In the Harry Potter adventures, Ron tells Harry about the "unbreakable vow." By kneeling opposite each other and clasping their right hands together, two wizards can make a permanent oath. "What happens if you break it, then?" asks Harry. "You die," says Ron. In Washington, D.C., Grover Norquist has created his own unbreakable vow never to raise taxes -- but it turns out to be quite breakable.

Norquist is often seen as the unyielding sentinel of the anti-tax lobby. In a town of compromising milquetoasts, Norquist at least has a spine. In a metaphorical clasping of hands, the vast majority of Republicans in Congress have signed up for Norquist's "Taxpayer Protection Pledge," promising to oppose "any and all efforts to increase the marginal income tax rate for individuals and business." No deduction or credit can be eliminated without a dollar-for-dollar cut in tax rates. Former Republican senator Alan Simpson summarized the pledge as: "No taxes, under any situation, even if your country goes to hell."

The pledge had power. In a Republican primary debate in 2011, the candidates were asked if they would accept a deficit reduction deal that included ten dollars of spending cuts for every dollar of tax increases. Every single candidate said no.

But now it seems that the unbreakable vow isn't as strict as we thought. Read my lips: Some new taxes are ok.

Norquist's group of anti-tax overseers, Americans for Tax Reform, announced that Republican Speaker John Boehner's proposal to increase tax rates for those earning over one million dollars would not break the anti-tax pledge. The ATR said the "sole purpose" of Boehner's plan is to stop tax increases for most Americans. Plus the Republican House has tried at other times to extend all the income tax rates. And "this tax bill contains no tax increases of any kind."

* [Dataset content]:
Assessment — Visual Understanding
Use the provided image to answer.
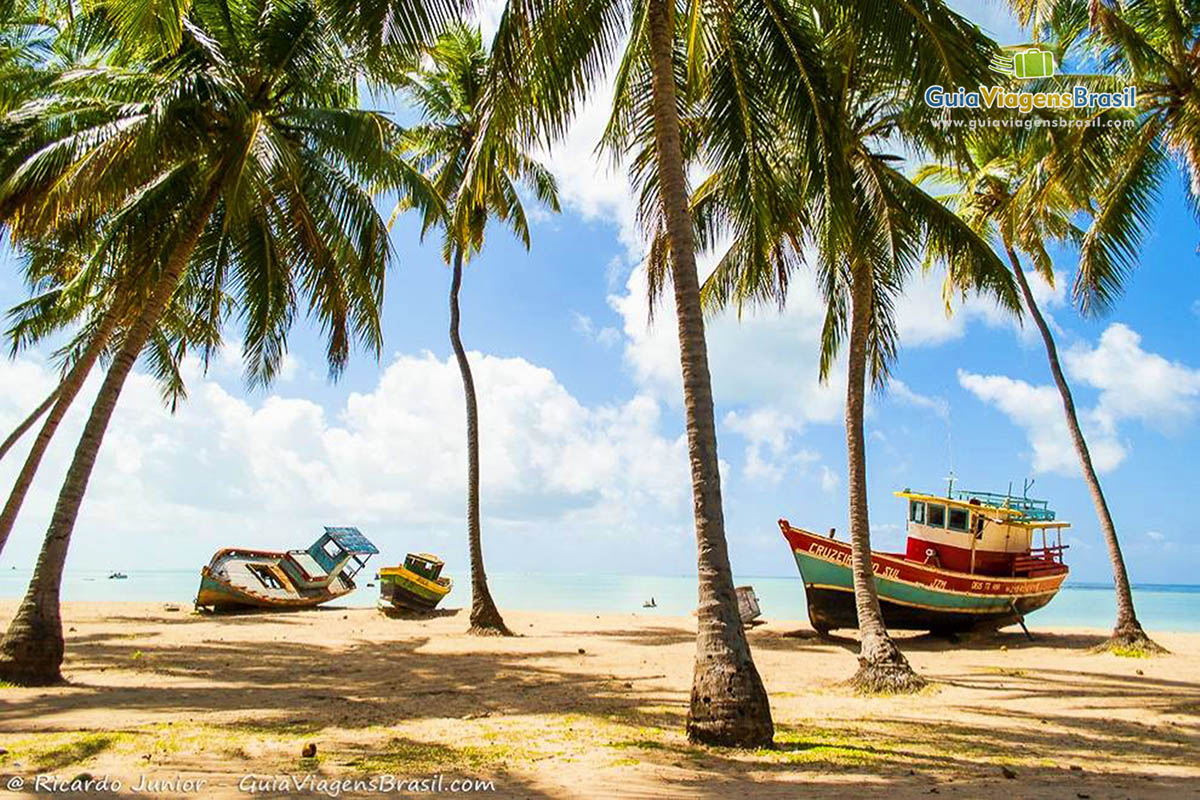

* [Requirement A]: In the passage about Grover Norquist's tax pledge, what is the pledge that most Republicans in Congress have signed called?
* [Requirement B]: Duplicate the stretch of the Norquist passage from "In the Harry" through "be quite breakable.".
The material has no connection to the passage about Grover Norquist's tax pledge.

* [Exercise answer A]: It is called the "Taxpayer Protection Pledge."

* [Exercise answer B]:
In the Harry Potter adventures, Ron tells Harry about the "unbreakable vow." By kneeling opposite each other and clasping their right hands together, two wizards can make a permanent oath. "What happens if you break it, then?" asks Harry. "You die," says Ron. In Washington, D.C., Grover Norquist has created his own unbreakable vow never to raise taxes -- but it turns out to be quite breakable.